### STATED EXERCISE A
In the essay on the presidential candidates, duplicate the passage starting at "Clinton also endorses" and ending at "of my decision.".
### STATED EXERCISE B
List every person mentioned by name in the essay on the presidential candidates.

start TEXT BLOCK

Clinton has a realistic and just way to pay for these programs. The middle class would get a modest tax cut, while those with annual incomes over $5 million would have a 4-percent tax increase. She has promised to close tax loopholes that allow corporations to avoid their fair share of taxes. Warren Buffett supports Clinton, saying she would help poor working Americans. The independent, bipartisan Committee for a Responsible Federal Budget says Clinton’s plan would not add significantly to the national debt.

 

Clinton also endorses serious proposals to protect the environment. And in foreign affairs, the former senator and Secretary of State is probably the most knowledgeable and experienced presidential candidate in decades. Global peace urgently requires a US president who is thoroughly familiar with geopolitics and has a judicious track record.

 

How does Trump compare? Since the only meaningful choice this fall is Clinton or Trump, my evaluation of Trump is an appropriate part of my decision.

 

Unjust and Destructive

 

Major parts of Trump’s economic agenda are both morally unjust and economically destructive. Trump proposed lowering the top income tax rate from 39.6 percent to 25 percent—an annual tax cut of $275, 000 for the richest 1 percent, including Trump. That is blatant injustice since today, more than 90 percent of all the increase in income in the total US economy goes to the richest 1 percent.

 

Trump’s economic plans would also be economically disastrous, adding $9.5 trillion to the national debt over ten years. More recent modifications would still add trillions to the national debt. The pro-business US Chamber of Commerce has predicted a recession “within the first year” of a Trump presidency.

 

Trump promised to expel the approximately 11.3 million undocumented immigrants, millions of whom have children born in this country—who are therefore US citizens. This plan would tear apart millions of families and defies the biblical command to love and care for the “sojourner” (i.e., non-citizen). Deporting 11 million people would cost $400 billion to $600 billion. And because there are not enough workers here to replace the roughly 6.8 million employed undocumented workers, the economy would decline by an estimated $1 trillion.

 

Trump grossly distorts facts and makes ridiculous promises. He said the United States is “the highest taxed nation in the world.” Economists show the United States is nearly the least-taxed (32nd out of 34th) of all industrialized nations. His repeated promise to make Mexico pay for his border wall is flatly absurd.

 

Trump said the judge in charge of the legal case against Trump University should be disqualified because he is “Mexican”—a “textbook” case of racism, said Republican Speaker of the House Paul Ryan. Trump has called Mexican immigrants “rapists” and “criminals.” Russell Moore, president of the Southern Baptist Convention’s public policy commission, has sharply condemned Trump’s “not-so-coded messages denouncing African Americans and immigrants.

end TEXT BLOCK
start LISTED ENTRIES

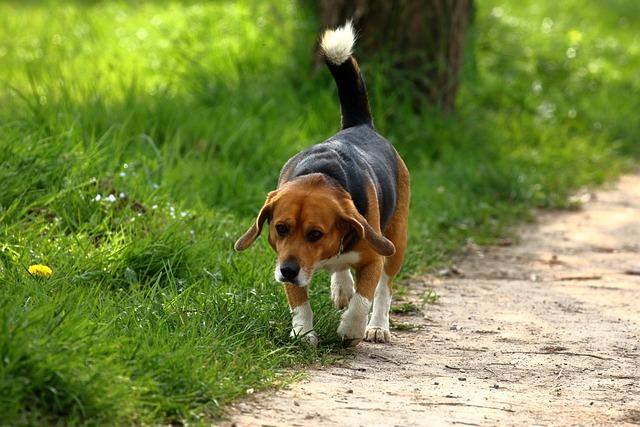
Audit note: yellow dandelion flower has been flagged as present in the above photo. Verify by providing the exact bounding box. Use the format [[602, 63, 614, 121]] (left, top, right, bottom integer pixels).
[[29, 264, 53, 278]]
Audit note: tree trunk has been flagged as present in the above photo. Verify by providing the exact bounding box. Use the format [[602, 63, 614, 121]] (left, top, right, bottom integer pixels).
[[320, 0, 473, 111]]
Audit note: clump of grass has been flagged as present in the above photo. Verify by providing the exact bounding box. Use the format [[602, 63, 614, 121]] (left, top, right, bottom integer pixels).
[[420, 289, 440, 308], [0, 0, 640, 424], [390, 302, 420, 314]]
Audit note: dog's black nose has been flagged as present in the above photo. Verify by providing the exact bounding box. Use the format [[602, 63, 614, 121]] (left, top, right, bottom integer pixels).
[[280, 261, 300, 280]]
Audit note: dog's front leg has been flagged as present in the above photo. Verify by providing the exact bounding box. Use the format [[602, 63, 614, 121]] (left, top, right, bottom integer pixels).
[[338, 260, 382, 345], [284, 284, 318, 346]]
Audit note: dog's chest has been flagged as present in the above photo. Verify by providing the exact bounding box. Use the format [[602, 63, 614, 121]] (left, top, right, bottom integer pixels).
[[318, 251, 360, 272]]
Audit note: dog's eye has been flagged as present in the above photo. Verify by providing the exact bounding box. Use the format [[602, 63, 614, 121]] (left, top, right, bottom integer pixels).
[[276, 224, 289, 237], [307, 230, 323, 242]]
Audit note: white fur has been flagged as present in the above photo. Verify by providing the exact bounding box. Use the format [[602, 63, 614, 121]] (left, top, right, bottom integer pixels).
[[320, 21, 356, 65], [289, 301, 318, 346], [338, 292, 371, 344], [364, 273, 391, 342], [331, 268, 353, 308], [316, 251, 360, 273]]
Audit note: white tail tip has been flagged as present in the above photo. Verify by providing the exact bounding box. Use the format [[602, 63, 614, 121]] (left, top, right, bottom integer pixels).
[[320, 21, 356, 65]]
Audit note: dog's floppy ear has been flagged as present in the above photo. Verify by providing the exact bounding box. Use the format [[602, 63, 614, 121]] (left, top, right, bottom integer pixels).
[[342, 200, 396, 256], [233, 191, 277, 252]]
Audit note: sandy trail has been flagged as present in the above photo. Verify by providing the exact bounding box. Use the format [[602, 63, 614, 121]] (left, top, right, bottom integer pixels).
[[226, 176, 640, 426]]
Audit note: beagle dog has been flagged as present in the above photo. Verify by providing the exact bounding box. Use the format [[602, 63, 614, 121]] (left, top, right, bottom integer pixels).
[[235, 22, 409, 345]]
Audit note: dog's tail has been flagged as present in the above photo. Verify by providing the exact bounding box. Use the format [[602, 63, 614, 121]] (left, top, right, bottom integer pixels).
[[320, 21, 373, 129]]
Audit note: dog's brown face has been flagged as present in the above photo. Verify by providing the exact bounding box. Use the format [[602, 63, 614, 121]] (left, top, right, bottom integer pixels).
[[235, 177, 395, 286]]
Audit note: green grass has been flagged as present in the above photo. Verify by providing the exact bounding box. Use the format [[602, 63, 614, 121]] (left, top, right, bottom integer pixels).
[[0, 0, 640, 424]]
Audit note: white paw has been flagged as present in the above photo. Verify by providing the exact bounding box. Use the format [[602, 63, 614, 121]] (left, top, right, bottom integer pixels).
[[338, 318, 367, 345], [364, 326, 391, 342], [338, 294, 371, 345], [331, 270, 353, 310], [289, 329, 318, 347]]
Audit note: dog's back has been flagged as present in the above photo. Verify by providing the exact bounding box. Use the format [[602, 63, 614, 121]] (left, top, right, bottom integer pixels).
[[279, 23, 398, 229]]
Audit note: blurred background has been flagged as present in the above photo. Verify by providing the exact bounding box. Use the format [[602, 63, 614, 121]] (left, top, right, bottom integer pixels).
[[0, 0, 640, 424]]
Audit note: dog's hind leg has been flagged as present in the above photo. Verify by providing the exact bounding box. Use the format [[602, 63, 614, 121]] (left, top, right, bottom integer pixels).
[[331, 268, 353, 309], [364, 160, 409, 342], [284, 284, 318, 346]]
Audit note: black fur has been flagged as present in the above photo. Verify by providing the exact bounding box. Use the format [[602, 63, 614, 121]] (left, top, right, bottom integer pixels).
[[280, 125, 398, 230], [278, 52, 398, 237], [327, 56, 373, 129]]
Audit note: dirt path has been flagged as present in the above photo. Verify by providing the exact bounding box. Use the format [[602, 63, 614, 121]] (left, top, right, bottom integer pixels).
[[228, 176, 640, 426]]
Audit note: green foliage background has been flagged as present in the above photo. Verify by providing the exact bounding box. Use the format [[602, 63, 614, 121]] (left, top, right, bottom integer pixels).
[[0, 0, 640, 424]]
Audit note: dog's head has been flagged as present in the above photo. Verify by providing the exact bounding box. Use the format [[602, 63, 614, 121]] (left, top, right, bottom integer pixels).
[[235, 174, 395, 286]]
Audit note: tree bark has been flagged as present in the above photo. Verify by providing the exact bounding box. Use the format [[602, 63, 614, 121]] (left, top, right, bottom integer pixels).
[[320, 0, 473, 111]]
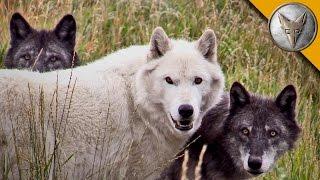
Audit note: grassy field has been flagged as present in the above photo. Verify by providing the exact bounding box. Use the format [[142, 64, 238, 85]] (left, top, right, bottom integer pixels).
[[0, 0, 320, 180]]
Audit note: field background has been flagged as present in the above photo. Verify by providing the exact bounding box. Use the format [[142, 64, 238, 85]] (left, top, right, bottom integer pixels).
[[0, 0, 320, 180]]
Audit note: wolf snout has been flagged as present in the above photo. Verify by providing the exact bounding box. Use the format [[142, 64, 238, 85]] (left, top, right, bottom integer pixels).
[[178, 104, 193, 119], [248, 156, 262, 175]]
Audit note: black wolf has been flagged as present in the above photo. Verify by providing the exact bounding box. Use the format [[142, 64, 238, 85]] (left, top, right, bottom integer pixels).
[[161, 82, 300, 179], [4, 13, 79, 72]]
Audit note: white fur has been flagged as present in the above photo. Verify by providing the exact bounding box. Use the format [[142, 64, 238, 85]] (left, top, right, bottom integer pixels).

end LISTED ENTRIES

### EXPECTED ANSWER A
Clinton also endorses serious proposals to protect the environment. And in foreign affairs, the former senator and Secretary of State is probably the most knowledgeable and experienced presidential candidate in decades. Global peace urgently requires a US president who is thoroughly familiar with geopolitics and has a judicious track record.

 

How does Trump compare? Since the only meaningful choice this fall is Clinton or Trump, my evaluation of Trump is an appropriate part of my decision.

### EXPECTED ANSWER B
Clinton
Warren Buffett
Trump
Paul Ryan
Russell Moore